* Task to complete: Write out, unchanged, the lines from the one holding "Exercise. Mark the orange" to the close of the listing. Both the first and last lines belong in it.

* Records for this exercise:
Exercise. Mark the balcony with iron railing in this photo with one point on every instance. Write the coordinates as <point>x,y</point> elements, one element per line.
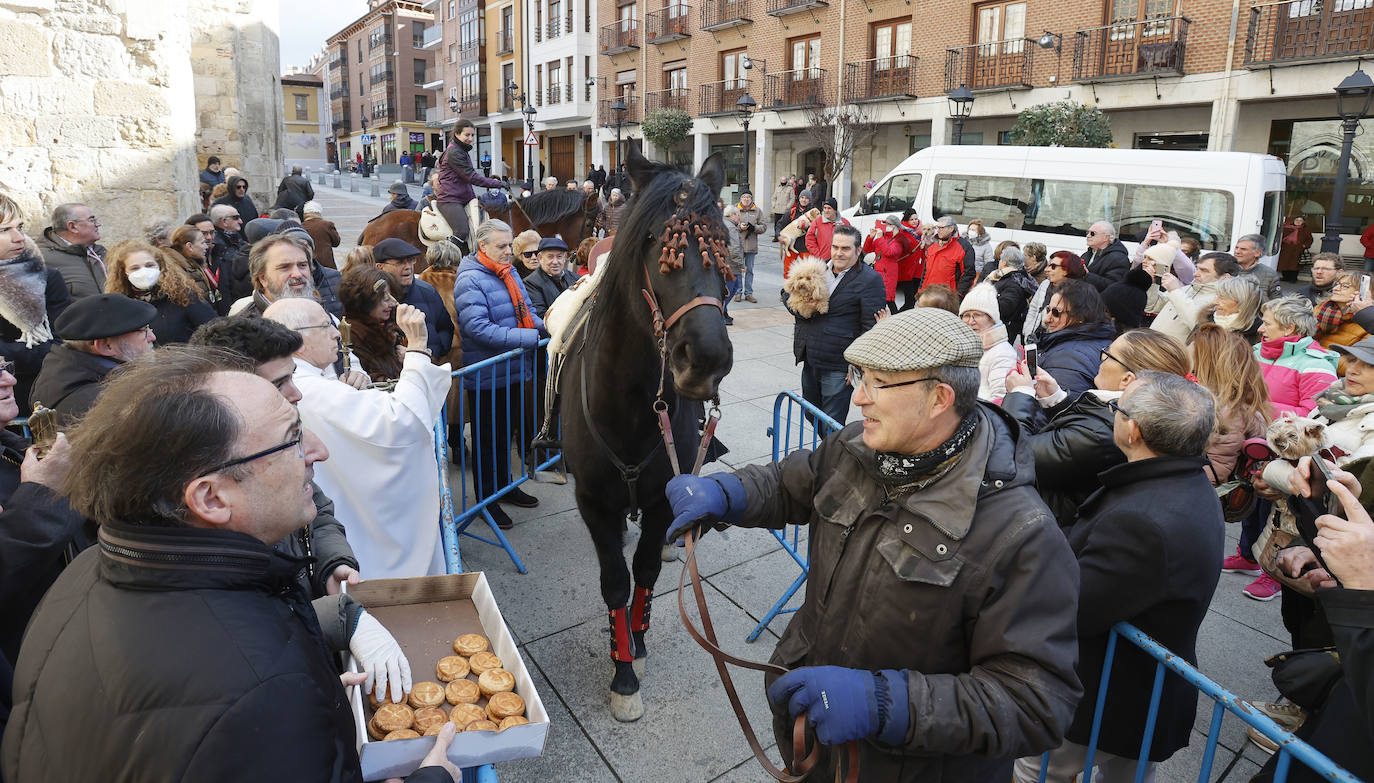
<point>621,36</point>
<point>995,65</point>
<point>720,96</point>
<point>787,7</point>
<point>607,118</point>
<point>1131,50</point>
<point>796,88</point>
<point>667,25</point>
<point>672,98</point>
<point>1308,30</point>
<point>724,14</point>
<point>880,78</point>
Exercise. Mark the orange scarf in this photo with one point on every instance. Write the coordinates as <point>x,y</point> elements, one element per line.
<point>507,274</point>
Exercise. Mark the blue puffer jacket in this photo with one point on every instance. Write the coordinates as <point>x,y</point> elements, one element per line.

* Solution to the exercise:
Exercise. Mark the orange scarf in this photo with one point on every instance. Write the coordinates as <point>x,y</point> elements, one element per line.
<point>507,274</point>
Exercise. Mark the blue puffer jacket in this photo with one point on every instance. Write the coordinates as <point>x,y</point> elements, one element per line.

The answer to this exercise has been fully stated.